• WHAT NEEDS TO BE DONE:
Set down the entries that follow exactly as written, leaving out any images.

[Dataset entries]
------------------------

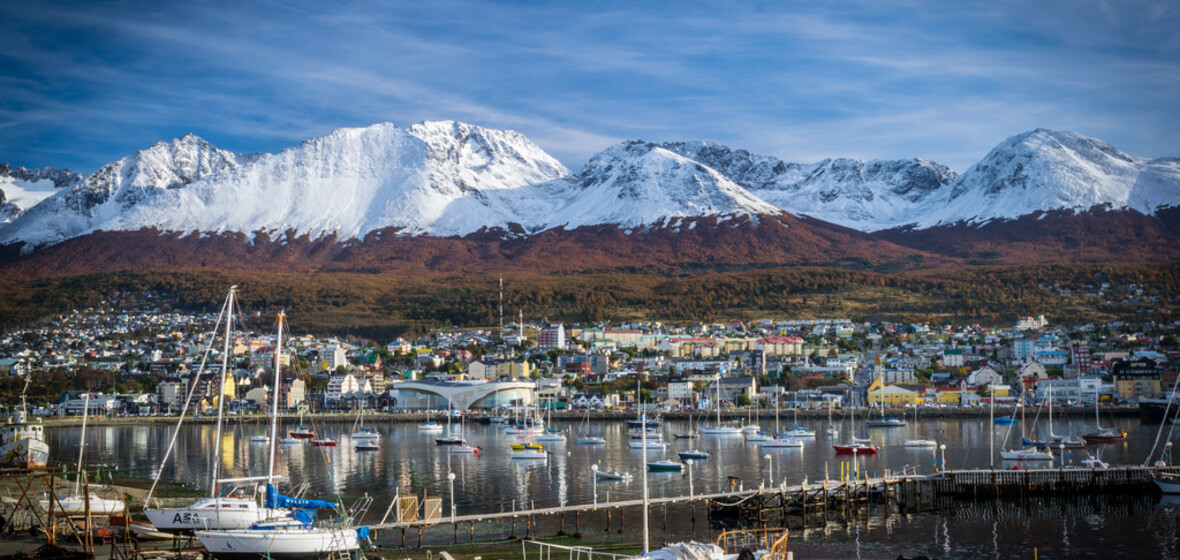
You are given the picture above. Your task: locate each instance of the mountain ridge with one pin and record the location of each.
(456, 179)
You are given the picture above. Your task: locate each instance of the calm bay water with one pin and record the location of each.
(411, 462)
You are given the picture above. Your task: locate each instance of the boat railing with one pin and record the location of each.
(771, 539)
(544, 551)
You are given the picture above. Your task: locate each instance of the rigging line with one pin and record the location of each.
(176, 432)
(1167, 409)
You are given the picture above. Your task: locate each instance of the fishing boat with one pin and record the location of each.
(83, 501)
(529, 454)
(283, 539)
(1168, 482)
(1054, 440)
(450, 440)
(1026, 454)
(758, 437)
(24, 442)
(611, 475)
(857, 448)
(587, 437)
(779, 442)
(832, 430)
(885, 422)
(798, 430)
(301, 432)
(664, 466)
(646, 445)
(1102, 434)
(920, 442)
(237, 506)
(364, 436)
(719, 428)
(289, 537)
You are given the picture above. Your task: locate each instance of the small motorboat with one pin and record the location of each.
(920, 443)
(611, 475)
(302, 433)
(666, 466)
(1027, 454)
(857, 448)
(781, 442)
(649, 445)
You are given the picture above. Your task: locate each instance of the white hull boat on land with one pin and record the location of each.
(280, 541)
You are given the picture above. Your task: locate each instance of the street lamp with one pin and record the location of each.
(450, 478)
(595, 476)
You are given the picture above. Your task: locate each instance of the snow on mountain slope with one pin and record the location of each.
(21, 189)
(861, 195)
(637, 183)
(348, 183)
(1049, 170)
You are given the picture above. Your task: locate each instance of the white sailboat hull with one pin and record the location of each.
(77, 506)
(279, 544)
(202, 515)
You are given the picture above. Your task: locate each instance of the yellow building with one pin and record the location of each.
(892, 396)
(949, 397)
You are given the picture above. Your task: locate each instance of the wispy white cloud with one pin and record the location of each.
(800, 80)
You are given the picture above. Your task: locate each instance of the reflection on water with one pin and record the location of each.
(408, 461)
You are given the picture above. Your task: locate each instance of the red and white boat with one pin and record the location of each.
(302, 433)
(858, 448)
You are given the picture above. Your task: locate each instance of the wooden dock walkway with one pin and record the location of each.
(898, 491)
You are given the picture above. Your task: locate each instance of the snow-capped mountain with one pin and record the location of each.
(637, 183)
(865, 196)
(453, 179)
(1048, 170)
(348, 183)
(21, 189)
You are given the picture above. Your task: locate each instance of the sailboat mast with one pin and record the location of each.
(274, 409)
(221, 394)
(82, 439)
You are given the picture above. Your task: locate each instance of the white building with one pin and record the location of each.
(340, 384)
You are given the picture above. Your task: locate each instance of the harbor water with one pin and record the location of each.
(408, 462)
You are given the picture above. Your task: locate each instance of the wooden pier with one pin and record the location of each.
(774, 506)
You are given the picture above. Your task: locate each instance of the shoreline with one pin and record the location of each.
(577, 416)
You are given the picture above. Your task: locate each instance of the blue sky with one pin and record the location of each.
(83, 84)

------------------------

• TASK ANSWER:
You are given the picture above. Your task: locate each instance of the mountain ridge with one pin and record the location of each.
(456, 179)
You are given the picture above. Your task: locate each instance of the calm bay water with one pin and record the location of each.
(411, 462)
You are given the picture above. Your task: locate each instance of the boat railing with one pin and record the location of each.
(771, 539)
(544, 551)
You are given the picture above. Your task: locate each instance of the rigging line with one pin and record the location of each.
(176, 432)
(1167, 409)
You are given the picture above. Your task: locate each instance of the fishing boat with one pin and record the location of each.
(83, 501)
(529, 454)
(283, 539)
(1168, 482)
(1054, 440)
(450, 440)
(1026, 454)
(758, 437)
(24, 442)
(611, 475)
(857, 448)
(587, 437)
(779, 442)
(832, 430)
(885, 422)
(798, 430)
(301, 432)
(664, 466)
(646, 445)
(1102, 434)
(920, 442)
(237, 506)
(364, 436)
(719, 428)
(289, 537)
You are given the picture above. Your task: locate each instance of the small motorboat with one pin and record the location of each.
(920, 443)
(611, 475)
(302, 433)
(666, 466)
(1027, 454)
(857, 448)
(781, 442)
(649, 445)
You are given the picture above. Your task: locate each instance of the white hull boat on land with one pin and record the location of each.
(280, 541)
You are given the picture above. Your task: locate each instance of the street lamp with one pin and record the location of each.
(450, 478)
(595, 476)
You are given the picture above. Your task: locate each instance of the snow on mountain slope with one pin and record the location of each.
(21, 189)
(861, 195)
(637, 183)
(348, 183)
(1049, 170)
You are given the picture above. Your task: locate each instance of the white sailboat hull with one pin and record the location of each.
(77, 506)
(279, 544)
(202, 515)
You are given the picture above. Your task: locate each instance of the yellow building with one pin and record the location of each.
(892, 396)
(949, 397)
You are given the picture above. Your task: locate each instance of the wispy white cloud with one pin and record the location of each.
(800, 80)
You are given the picture above. Your task: locate each instance of the reflection on water with one pin and record the location of each.
(408, 461)
You are given the picture above. Your task: locate each instance of the red and white boat with one pin and record the location of each.
(302, 433)
(858, 448)
You are given the picture above. Your task: locate each instance of the wooden dock walkway with one pin and record the location of each.
(898, 491)
You are given the picture above. Your task: locate each instance of the snow-capped mountain with one pin and record the location of each.
(637, 183)
(865, 196)
(453, 179)
(1048, 170)
(348, 183)
(21, 189)
You are given the picture above. Your task: locate each instance of the sailboat mast with one pin and record the location of each.
(274, 409)
(221, 394)
(82, 439)
You are given the picture above. Your task: locate each instance of the white building with one pin and record the location of each.
(340, 384)
You are given the picture above. Your task: locate each instance of the harbor water with one pin and record the location of each.
(408, 462)
You are given the picture above. Your task: locate each instance of the wooden pier with one pin and record the location of each.
(774, 506)
You are given the picture above. Your task: locate each instance of the shoreline with one pin and record the location of each.
(577, 416)
You are given the picture above. Your task: locate each instance of the blue sky with one pin and record the location of each.
(83, 84)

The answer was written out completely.